- **Given task A**
Reproduce word for word the passage of the forum discussion about AIG that runs from "It was true" to "the whole company.".
- **Given task B**
List every word or phrase that appears inside double quotation marks in the forum discussion about AIG.
- **Given task C**
Extend the forum discussion about AIG, beginning after its final sentence.

- **Excerpt to read**
•••

Stas Bush wrote:Guardsman Bass wrote:Stas Bush wrote:As for his AIG job, what exactly is "unproven"? He was on the board of directors from 2001 to 2008, when AIG engaged in the speculation that later caused it to collapse and require billions of state funds to "save" it. You cannot be on the board of directors of a large corporation and not know about the speculation it runs.
"Knowing" is not the same thing as having influence over it, assuming he even knew much about it (from what I've been reading, AIG was a very fragmented business, with little in the way of communication and coordination amongst its various departments even before Hank Greenberg was ousted from the CEO). As I mentioned earlier, US companies would do this all the time, offering board positions to former politicians in the hopes that it will bring better connections in Washington. It doesn't mean that they play any serious role in the top-level decision-making.
I have to echo IP - if CEOs really don't know what the fuck is going on in their company, why the hell are they getting enormous sums of money at all? And "very fractured company" is a common defence which always rises when the company collapses and it is time to shift the blame. "Distributed blame" is actually very efficient. More efficient than distributed risk, that's for sure.
It was true in the case of AIG. The company's separate departments and investment vehicles were a poorly coordinated, loosely tied mess. What coordination there was primarily happened through the CEO Hank Greenberg, and when he was ousted in 2005, his successor had a lot of trouble because he only had a limited picture of what was going on in the whole company.

•••

Records from a data source
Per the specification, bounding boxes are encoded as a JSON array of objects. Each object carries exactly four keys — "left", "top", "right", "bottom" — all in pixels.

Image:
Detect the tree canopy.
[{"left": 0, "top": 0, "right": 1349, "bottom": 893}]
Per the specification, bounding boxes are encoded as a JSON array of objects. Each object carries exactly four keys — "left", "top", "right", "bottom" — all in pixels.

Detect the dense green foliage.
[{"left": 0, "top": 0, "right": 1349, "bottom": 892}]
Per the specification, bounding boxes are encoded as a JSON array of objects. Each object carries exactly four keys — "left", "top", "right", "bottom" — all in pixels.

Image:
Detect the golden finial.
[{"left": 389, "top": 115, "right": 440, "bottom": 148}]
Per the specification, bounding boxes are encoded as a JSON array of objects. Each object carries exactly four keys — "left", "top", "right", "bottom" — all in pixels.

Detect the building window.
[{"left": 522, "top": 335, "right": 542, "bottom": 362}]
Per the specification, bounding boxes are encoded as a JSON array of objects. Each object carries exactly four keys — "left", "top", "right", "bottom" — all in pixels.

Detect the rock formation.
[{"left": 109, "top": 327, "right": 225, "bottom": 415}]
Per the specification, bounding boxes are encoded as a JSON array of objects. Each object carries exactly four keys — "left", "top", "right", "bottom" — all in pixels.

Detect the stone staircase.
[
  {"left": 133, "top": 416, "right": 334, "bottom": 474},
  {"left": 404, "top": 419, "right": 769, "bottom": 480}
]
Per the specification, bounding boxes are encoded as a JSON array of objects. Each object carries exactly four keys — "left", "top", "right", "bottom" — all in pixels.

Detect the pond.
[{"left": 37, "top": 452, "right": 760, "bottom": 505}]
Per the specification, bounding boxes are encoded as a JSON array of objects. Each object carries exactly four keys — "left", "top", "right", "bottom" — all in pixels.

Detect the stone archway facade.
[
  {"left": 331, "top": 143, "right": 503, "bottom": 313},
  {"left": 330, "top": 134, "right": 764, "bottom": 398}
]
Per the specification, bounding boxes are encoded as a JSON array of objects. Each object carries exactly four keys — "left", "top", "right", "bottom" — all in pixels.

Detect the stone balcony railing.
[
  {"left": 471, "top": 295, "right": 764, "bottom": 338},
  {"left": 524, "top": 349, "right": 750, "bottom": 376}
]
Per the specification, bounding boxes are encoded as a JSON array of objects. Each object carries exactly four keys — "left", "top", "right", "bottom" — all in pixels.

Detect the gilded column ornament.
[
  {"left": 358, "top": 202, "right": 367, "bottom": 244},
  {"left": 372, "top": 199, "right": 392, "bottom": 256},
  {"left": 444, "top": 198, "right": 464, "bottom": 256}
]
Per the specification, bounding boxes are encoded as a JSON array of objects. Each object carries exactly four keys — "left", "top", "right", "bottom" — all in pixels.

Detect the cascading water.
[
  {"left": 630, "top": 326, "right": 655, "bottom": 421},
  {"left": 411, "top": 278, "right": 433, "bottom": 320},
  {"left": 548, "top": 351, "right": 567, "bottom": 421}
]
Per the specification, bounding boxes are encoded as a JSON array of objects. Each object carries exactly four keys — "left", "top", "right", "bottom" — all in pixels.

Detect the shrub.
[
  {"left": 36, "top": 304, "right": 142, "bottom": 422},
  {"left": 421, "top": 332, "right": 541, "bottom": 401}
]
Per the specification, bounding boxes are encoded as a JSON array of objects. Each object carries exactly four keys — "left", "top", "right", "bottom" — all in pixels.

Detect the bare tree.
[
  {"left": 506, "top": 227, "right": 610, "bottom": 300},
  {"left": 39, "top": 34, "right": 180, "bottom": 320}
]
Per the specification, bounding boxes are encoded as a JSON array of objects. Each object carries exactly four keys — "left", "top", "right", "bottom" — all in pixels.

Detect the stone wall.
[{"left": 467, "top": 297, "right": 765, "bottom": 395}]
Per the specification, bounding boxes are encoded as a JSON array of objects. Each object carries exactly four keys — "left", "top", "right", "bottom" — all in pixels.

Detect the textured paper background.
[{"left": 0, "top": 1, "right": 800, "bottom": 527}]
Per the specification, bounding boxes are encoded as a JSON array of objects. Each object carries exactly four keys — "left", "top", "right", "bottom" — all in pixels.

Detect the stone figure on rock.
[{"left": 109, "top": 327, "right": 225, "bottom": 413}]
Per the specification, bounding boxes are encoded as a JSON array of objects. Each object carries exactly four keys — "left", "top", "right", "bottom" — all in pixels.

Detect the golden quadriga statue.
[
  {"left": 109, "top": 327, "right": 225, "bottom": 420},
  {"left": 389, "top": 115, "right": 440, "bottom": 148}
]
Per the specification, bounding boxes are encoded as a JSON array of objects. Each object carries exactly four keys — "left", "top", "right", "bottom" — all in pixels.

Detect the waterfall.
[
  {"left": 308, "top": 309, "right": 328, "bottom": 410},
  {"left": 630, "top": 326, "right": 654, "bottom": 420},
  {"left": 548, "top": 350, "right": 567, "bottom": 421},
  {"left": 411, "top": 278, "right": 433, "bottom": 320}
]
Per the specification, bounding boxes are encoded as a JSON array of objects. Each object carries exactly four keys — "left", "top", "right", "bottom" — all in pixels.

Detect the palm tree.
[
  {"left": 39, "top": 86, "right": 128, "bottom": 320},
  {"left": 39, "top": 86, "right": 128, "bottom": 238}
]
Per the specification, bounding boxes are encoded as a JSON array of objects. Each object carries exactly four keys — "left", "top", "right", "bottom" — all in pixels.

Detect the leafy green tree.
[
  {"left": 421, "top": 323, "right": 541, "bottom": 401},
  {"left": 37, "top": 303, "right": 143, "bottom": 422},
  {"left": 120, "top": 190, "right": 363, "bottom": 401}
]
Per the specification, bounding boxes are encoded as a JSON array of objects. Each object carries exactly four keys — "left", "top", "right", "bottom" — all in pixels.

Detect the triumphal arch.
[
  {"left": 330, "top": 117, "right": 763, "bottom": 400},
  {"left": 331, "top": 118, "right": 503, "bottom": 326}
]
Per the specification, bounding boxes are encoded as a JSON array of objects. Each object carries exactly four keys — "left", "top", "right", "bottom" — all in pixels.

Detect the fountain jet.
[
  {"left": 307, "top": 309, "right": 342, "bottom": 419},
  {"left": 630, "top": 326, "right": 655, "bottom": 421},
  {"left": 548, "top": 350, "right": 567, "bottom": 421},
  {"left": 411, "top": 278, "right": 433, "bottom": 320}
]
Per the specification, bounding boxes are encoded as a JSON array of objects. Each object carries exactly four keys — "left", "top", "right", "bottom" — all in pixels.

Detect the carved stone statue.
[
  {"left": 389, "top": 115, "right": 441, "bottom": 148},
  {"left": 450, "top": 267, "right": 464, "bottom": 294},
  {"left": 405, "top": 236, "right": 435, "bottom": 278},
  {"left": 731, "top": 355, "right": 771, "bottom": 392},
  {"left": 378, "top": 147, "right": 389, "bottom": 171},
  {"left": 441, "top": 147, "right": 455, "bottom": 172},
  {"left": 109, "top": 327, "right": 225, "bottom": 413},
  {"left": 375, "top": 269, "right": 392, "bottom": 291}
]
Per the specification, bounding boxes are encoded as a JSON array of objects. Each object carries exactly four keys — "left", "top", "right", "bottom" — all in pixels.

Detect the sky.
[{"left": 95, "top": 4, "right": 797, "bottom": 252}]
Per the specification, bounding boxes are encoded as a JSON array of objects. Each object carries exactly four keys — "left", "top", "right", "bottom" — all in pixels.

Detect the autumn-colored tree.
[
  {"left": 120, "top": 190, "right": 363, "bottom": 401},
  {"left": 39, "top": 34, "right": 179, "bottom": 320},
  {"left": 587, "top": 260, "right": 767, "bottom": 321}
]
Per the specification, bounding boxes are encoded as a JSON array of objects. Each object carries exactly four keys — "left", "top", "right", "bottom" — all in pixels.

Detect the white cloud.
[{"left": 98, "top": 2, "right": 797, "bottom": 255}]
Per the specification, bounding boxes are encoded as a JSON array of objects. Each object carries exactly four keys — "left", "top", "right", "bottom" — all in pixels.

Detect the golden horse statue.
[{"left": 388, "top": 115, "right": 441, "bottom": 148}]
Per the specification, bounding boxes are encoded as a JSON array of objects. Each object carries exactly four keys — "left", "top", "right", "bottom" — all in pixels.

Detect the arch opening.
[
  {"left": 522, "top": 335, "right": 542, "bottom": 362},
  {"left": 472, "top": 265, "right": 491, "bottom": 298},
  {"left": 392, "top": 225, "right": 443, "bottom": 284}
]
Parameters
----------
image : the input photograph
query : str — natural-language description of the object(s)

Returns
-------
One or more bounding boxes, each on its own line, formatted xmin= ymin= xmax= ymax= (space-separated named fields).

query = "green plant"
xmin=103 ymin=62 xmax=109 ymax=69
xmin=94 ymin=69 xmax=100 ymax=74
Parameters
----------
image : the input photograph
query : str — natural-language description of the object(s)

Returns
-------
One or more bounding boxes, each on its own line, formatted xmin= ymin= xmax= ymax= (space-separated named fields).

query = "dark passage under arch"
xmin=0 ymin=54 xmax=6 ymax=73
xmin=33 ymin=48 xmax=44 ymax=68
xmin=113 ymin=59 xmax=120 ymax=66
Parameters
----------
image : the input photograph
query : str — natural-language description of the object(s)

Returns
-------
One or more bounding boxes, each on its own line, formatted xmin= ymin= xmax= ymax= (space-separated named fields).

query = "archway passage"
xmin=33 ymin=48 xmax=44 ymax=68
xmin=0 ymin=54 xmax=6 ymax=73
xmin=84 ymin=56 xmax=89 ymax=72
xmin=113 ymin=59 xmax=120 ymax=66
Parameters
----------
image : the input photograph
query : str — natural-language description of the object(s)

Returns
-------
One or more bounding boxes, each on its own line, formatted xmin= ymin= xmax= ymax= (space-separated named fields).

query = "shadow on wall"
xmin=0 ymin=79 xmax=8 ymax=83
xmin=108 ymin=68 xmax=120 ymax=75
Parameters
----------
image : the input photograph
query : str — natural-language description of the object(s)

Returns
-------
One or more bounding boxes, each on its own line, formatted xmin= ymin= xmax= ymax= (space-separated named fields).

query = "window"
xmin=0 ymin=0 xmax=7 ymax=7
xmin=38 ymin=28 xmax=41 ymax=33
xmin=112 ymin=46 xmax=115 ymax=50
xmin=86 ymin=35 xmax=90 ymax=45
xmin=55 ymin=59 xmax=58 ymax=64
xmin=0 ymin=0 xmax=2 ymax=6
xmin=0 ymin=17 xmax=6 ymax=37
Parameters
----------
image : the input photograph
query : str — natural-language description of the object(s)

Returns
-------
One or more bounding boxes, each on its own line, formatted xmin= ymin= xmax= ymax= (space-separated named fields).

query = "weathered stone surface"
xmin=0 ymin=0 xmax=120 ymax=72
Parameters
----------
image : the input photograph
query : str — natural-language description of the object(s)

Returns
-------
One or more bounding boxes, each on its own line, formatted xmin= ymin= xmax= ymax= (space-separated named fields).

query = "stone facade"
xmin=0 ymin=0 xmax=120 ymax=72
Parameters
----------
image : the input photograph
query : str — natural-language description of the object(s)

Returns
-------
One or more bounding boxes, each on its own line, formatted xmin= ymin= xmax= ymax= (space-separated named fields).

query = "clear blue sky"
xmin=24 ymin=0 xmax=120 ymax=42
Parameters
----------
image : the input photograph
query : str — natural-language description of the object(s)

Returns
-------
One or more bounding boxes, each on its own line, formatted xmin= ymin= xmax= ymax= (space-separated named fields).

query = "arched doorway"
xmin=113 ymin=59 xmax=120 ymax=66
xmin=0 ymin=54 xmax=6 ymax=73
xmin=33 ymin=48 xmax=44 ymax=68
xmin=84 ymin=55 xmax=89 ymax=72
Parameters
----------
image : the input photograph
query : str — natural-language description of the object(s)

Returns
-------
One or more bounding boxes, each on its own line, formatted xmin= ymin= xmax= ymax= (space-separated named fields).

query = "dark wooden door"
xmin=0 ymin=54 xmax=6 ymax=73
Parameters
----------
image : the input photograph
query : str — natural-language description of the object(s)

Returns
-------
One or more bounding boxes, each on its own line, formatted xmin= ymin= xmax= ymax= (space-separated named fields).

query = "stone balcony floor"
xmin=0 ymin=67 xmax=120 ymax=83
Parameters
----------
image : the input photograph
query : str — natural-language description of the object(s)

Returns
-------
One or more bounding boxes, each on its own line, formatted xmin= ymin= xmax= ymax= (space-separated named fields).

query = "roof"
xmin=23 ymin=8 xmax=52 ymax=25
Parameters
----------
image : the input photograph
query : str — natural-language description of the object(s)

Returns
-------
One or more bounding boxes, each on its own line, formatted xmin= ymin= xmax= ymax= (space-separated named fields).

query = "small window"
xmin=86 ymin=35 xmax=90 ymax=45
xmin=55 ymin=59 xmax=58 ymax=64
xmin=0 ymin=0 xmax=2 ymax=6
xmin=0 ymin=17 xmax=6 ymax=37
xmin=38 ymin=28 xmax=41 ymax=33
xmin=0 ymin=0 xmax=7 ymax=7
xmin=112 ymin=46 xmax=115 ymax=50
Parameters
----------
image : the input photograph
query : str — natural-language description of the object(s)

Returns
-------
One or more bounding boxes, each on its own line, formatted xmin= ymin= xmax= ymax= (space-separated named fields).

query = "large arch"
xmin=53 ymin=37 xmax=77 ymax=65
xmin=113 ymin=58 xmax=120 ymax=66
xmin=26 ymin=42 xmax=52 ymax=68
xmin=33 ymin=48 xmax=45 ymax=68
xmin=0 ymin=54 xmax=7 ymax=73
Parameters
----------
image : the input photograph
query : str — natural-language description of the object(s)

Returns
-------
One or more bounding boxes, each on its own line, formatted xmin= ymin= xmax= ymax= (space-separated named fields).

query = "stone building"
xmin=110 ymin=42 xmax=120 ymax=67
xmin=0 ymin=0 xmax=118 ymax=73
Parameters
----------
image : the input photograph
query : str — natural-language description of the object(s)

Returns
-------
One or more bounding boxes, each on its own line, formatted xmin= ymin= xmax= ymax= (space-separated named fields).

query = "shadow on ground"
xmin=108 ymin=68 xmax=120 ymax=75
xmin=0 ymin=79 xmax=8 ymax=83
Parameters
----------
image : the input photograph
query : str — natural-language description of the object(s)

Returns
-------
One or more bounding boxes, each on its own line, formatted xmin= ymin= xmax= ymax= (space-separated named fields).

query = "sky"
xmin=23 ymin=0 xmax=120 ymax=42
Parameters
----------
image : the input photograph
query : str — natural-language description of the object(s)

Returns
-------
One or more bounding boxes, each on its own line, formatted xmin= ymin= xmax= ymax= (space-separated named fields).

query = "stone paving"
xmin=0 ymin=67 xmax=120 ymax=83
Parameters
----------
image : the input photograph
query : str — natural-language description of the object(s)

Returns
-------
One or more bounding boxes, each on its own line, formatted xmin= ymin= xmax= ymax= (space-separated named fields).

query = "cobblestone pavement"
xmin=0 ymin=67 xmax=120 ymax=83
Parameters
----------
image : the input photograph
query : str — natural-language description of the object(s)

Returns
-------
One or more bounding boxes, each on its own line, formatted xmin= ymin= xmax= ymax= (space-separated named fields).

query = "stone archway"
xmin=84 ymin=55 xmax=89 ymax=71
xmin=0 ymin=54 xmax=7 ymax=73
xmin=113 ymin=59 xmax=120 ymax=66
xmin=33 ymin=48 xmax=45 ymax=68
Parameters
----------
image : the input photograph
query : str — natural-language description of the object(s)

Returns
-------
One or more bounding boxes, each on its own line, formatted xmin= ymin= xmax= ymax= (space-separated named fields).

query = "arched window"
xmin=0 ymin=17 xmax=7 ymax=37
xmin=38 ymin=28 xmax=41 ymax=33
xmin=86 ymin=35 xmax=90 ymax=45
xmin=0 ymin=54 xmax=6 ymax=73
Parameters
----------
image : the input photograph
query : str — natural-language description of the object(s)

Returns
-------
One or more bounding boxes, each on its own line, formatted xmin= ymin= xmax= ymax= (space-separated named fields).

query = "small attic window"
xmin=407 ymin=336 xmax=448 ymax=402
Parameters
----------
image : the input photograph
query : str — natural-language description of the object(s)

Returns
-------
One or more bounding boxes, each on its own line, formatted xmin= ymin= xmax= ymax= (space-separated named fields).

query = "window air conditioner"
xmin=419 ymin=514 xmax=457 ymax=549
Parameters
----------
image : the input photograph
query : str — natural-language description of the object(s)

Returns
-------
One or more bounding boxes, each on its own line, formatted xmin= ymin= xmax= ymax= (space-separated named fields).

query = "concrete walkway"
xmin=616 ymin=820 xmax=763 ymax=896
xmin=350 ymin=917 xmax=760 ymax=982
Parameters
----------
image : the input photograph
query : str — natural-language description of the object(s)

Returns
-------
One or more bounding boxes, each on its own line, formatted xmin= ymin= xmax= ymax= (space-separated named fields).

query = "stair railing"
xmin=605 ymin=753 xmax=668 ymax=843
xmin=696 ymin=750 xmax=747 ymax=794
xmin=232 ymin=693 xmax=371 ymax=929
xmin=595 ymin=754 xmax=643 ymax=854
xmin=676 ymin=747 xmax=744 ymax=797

•••

- **Task result A**
It was true in the case of AIG. The company's separate departments and investment vehicles were a poorly coordinated, loosely tied mess. What coordination there was primarily happened through the CEO Hank Greenberg, and when he was ousted in 2005, his successor had a lot of trouble because he only had a limited picture of what was going on in the whole company.

- **Task result B**
"unproven", "save", "Knowing", "very fractured company", "Distributed blame"

- **Task result C**
Stas Bush wrote:
If U.S. companies offer politicians positions for lobbying, they offer a paper title or a real title with powers, responsibility and information access that a board of directors member is entitled to? If they do not give any information or decision-making power to such people, this is a malpractice, because it means people who know fuck nothing about management are being in positions of management. And in any case it does not relieve one of formal responsibility, much less so of the moral one.
I bolded the correct answer. As I've said a couple of times, big companies do this all the time, giving what is more or less an honorary position on the Board of Directors to former politicians and important political officials, in the hopes that it will improve their connections in Washington. It doesn't mean that they actually have any influence over the company's business.
Stas Bush wrote:
I'm not sure how this defence helps someone's reputation. Either he was a know-nothing in a position of power and was a willing tool of the AIG execs, in which case his rep goes down in my eyes, or he was a willing and knowledgeable accomplice and perpetrator, which is also not good.
"Know-nothing" with little power is probably the correct answer.
Illuminatus Primus wrote:
Don't take the money and be a public figure and not want people to ask? Why didn't you do anything for the shareholder, much less public interest? Oh I forgot, U.S. privilege insiders have a sovereign right to take money and give Reagan-type replies when you ask what the fuck for.
Who said anything about not asking? I'm not criticizing you for questioning Holbrooke's role in the AIG fiasco - I'm just pointing out that his role in the decision-making process for the company was probably minimal.
Illuminatus Primus wrote:What's amazing is why you can't imagine why me or the average American might feel like a sinecure piece of shit like Holbrooke sitting on the paper board for years and collecting on it owes none of the moral obligations that office-holding does for, well, normal people.
AIG was a shareholder-owned company, and its primary responsibility was to those shareholders. If they and the Board of Directors they supported feel like Holbrooke was worth X amounts of money to have on their board, then that's their choice.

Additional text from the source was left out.